▶ [DIRECTIONS FOR THIS TASK]: Lines before the one containing "Practice. Find the dark" are to be left out; that line and every line after it, through the last line below, are to be reproduced exactly.

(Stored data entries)
######
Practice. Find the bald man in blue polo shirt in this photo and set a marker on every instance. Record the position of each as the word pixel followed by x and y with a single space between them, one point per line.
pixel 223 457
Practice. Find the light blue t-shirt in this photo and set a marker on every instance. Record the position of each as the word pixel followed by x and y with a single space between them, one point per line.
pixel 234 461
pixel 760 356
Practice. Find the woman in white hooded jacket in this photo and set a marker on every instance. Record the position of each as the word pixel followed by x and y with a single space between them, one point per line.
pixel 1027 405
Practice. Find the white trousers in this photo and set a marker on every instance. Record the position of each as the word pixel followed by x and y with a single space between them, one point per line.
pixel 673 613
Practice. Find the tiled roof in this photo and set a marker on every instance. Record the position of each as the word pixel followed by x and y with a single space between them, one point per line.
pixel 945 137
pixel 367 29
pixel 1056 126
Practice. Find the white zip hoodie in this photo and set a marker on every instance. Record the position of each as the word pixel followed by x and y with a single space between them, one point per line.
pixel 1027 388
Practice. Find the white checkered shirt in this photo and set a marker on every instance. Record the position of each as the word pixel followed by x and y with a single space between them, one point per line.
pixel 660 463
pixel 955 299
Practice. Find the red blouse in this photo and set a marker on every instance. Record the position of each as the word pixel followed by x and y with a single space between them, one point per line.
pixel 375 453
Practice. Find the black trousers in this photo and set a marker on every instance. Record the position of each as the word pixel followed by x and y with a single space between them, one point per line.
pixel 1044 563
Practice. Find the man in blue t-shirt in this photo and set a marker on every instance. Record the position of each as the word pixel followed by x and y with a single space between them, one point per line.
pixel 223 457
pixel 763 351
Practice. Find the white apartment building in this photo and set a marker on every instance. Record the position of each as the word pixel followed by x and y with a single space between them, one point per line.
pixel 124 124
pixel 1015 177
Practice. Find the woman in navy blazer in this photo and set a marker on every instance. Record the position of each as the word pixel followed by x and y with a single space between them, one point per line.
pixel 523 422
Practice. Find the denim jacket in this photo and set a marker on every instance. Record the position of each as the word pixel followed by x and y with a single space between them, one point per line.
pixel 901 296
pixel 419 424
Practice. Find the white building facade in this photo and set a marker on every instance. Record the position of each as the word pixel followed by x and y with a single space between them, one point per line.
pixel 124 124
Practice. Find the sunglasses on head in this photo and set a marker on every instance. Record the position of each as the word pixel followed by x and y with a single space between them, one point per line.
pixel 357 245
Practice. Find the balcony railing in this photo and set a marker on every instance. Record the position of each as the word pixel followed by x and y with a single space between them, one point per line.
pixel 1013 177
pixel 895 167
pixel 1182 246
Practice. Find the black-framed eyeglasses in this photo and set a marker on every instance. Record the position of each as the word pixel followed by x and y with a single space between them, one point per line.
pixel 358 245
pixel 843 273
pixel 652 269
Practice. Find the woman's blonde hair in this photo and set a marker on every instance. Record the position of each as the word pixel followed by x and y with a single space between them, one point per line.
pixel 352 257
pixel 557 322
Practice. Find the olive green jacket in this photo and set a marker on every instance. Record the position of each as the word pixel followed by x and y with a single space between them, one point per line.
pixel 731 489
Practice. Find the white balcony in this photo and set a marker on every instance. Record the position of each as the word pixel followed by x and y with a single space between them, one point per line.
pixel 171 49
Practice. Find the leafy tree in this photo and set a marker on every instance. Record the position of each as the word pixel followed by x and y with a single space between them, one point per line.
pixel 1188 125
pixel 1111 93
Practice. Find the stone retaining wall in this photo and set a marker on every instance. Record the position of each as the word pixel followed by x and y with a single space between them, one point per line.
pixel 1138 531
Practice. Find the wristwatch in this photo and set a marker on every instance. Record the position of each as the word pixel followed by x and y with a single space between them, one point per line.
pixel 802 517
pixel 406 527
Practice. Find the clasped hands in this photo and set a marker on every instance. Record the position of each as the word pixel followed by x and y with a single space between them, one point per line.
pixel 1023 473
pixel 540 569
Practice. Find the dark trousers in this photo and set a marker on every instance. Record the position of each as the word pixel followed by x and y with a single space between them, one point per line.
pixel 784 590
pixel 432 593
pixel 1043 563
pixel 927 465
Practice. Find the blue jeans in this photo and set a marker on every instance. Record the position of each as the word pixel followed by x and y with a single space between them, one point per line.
######
▶ [TASK RESPONSE]:
Practice. Find the dark trousers in this photo and set a marker on every instance. Record the position of each as the word pixel followed by x and y with a single space between them, one point per line.
pixel 784 590
pixel 432 593
pixel 1043 563
pixel 927 465
Practice. Find the blue jeans in this photo and set a marker on every instance. Record the position of each as the word pixel followed by x and y with a single space between them, one point per line.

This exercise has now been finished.